[SOURCE TEXT]:

####################

We spoonies have to trust our doctors. They have what we don’t – years of training, access to diagnostic clues and the latest treatment options. Trusted physicians are crucial to our care. I do trust my physicians and am so grateful for them, but I no longer trust elements of medical research, or the FDA.
When I was diagnosed with MS in 1996 I did everything my doctors told me. I got regular MRI’s and I took medications that ruined my quality of life, with no evidence of benefit. After the first few years, I finally learned balance, and began honoring my intuition as much as the doctors’ advice. I became a partner in my treatment and, along with my physicians, made wiser decisions about medications and lifestyle. But I never questioned the MRI. It's considered the gold standard in tracking the progress of neurological disease, and every professional I’d ever come across, over 21 years and in 4 States where we’ve lived, valued this view into my brain and spine. Heck – I valued it too.

####################

[EXERCISE DATA]:
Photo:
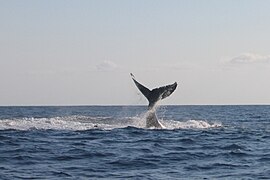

####################

[PROBLEM 1]: According to the account of living with MS, in what year was the writer diagnosed?
[PROBLEM 2]: Go on with the account of living with MS, picking up after its final sentence.

[ANSWER AREA 1]: 1996

[ANSWER AREA 2]:
At my last MRI, the technician paused halfway through, as always, to administer the contrast agent. I was given a consent form to sign, once again, before the vial of red liquid was injected into my vein. For the first time ever, I wondered about it. I asked the technician what it was.
“Gadolinium is a very rare earth element, a heavy metal that is only found in one place on earth and is very expensive,” she said.
[Heavy metal. That taste in my mouth – that’s what it was – metal.]
“I taste it, “ I said, “I guess I should drink a lot of water today to wash it through?”
“Yes, that’ll help, it’ll be fine,” she said.
That was two years ago. It isn’t fine.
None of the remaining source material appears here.